_INSTRUCTION_
How many lines in the rows below contain the string "black"? Give only the number.

**** STORED ROWS

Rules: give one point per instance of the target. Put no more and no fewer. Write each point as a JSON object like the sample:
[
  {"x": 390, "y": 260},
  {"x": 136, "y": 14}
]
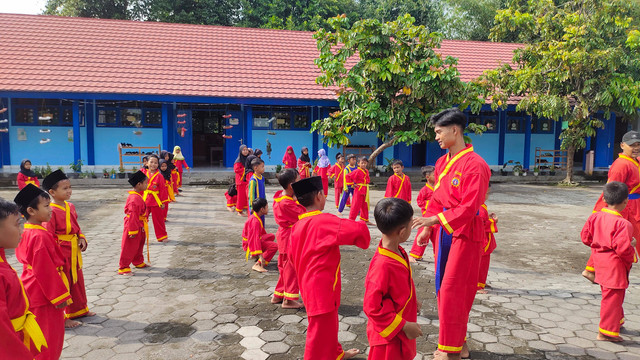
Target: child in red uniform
[
  {"x": 154, "y": 198},
  {"x": 322, "y": 170},
  {"x": 64, "y": 226},
  {"x": 315, "y": 252},
  {"x": 136, "y": 229},
  {"x": 390, "y": 296},
  {"x": 423, "y": 200},
  {"x": 399, "y": 184},
  {"x": 286, "y": 211},
  {"x": 255, "y": 240},
  {"x": 360, "y": 180},
  {"x": 488, "y": 245},
  {"x": 26, "y": 175},
  {"x": 337, "y": 174},
  {"x": 43, "y": 276},
  {"x": 612, "y": 250},
  {"x": 16, "y": 321}
]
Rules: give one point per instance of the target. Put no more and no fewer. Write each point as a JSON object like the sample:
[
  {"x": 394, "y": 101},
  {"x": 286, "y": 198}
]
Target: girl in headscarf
[
  {"x": 180, "y": 162},
  {"x": 241, "y": 180},
  {"x": 289, "y": 159},
  {"x": 304, "y": 163},
  {"x": 322, "y": 170},
  {"x": 26, "y": 175}
]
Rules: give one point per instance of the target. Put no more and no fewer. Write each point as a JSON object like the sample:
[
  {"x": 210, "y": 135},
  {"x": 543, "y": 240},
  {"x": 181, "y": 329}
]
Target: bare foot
[
  {"x": 70, "y": 324},
  {"x": 603, "y": 337},
  {"x": 292, "y": 304},
  {"x": 589, "y": 276},
  {"x": 350, "y": 353}
]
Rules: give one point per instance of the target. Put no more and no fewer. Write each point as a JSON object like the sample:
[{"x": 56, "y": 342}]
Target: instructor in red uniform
[{"x": 461, "y": 186}]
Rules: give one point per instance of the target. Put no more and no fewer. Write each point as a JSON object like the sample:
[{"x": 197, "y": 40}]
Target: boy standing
[
  {"x": 390, "y": 295},
  {"x": 399, "y": 184},
  {"x": 612, "y": 250},
  {"x": 424, "y": 196},
  {"x": 64, "y": 226},
  {"x": 315, "y": 252},
  {"x": 17, "y": 323},
  {"x": 286, "y": 211},
  {"x": 43, "y": 276},
  {"x": 255, "y": 240},
  {"x": 360, "y": 180},
  {"x": 136, "y": 228}
]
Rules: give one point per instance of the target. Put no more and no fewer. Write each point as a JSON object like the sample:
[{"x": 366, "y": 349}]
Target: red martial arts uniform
[
  {"x": 626, "y": 170},
  {"x": 609, "y": 236},
  {"x": 390, "y": 302},
  {"x": 64, "y": 226},
  {"x": 488, "y": 245},
  {"x": 337, "y": 173},
  {"x": 360, "y": 205},
  {"x": 46, "y": 285},
  {"x": 458, "y": 194},
  {"x": 324, "y": 175},
  {"x": 286, "y": 212},
  {"x": 315, "y": 252},
  {"x": 241, "y": 187},
  {"x": 256, "y": 241},
  {"x": 135, "y": 224},
  {"x": 16, "y": 321},
  {"x": 399, "y": 187},
  {"x": 24, "y": 180},
  {"x": 424, "y": 196},
  {"x": 155, "y": 197}
]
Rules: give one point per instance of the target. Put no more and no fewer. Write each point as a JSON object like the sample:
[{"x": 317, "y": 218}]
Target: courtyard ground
[{"x": 201, "y": 301}]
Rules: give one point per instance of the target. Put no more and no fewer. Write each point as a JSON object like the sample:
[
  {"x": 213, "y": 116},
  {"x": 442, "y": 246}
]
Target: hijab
[
  {"x": 303, "y": 157},
  {"x": 177, "y": 155},
  {"x": 323, "y": 162},
  {"x": 289, "y": 159},
  {"x": 24, "y": 171},
  {"x": 241, "y": 158}
]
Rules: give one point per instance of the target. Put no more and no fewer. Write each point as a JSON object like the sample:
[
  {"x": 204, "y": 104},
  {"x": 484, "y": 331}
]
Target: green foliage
[
  {"x": 389, "y": 79},
  {"x": 582, "y": 59}
]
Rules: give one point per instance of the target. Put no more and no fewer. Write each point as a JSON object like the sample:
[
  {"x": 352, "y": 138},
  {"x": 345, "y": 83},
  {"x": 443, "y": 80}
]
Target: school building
[{"x": 76, "y": 88}]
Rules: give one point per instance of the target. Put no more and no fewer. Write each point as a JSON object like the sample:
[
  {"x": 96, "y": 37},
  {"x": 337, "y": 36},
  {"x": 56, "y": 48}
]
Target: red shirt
[
  {"x": 609, "y": 236},
  {"x": 286, "y": 212},
  {"x": 13, "y": 305},
  {"x": 315, "y": 252},
  {"x": 459, "y": 192},
  {"x": 399, "y": 187},
  {"x": 42, "y": 274},
  {"x": 390, "y": 299}
]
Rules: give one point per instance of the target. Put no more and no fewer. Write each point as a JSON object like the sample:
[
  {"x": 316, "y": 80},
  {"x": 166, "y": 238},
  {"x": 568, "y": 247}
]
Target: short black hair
[
  {"x": 8, "y": 208},
  {"x": 287, "y": 177},
  {"x": 392, "y": 213},
  {"x": 615, "y": 192},
  {"x": 255, "y": 162},
  {"x": 33, "y": 204},
  {"x": 450, "y": 117},
  {"x": 426, "y": 170},
  {"x": 258, "y": 204}
]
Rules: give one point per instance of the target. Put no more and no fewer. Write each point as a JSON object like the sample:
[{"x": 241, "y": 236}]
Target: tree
[
  {"x": 389, "y": 79},
  {"x": 583, "y": 59}
]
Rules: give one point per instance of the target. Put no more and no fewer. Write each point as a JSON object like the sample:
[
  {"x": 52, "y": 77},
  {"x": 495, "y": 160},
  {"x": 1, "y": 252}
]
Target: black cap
[
  {"x": 137, "y": 177},
  {"x": 631, "y": 137},
  {"x": 307, "y": 185},
  {"x": 52, "y": 179},
  {"x": 26, "y": 195}
]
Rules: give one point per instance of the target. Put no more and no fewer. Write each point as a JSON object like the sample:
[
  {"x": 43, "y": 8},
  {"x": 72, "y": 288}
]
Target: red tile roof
[{"x": 63, "y": 54}]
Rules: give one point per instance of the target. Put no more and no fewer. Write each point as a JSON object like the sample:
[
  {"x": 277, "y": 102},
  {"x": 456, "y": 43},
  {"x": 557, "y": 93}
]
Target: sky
[{"x": 22, "y": 6}]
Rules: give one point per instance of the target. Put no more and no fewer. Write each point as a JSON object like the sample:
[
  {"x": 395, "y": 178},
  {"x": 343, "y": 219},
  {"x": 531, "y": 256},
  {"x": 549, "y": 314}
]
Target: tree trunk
[{"x": 571, "y": 151}]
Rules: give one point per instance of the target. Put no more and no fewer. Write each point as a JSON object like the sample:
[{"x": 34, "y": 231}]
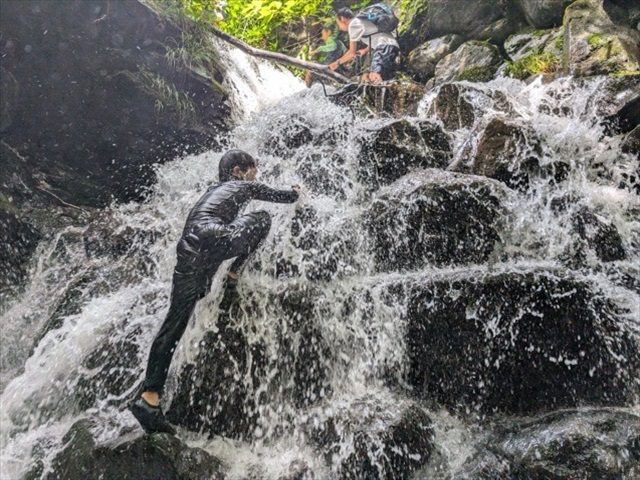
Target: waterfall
[{"x": 321, "y": 292}]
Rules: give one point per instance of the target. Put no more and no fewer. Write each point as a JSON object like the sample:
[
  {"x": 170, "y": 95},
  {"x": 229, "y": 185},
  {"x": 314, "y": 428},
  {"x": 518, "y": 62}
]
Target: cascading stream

********

_FULL SOLUTION_
2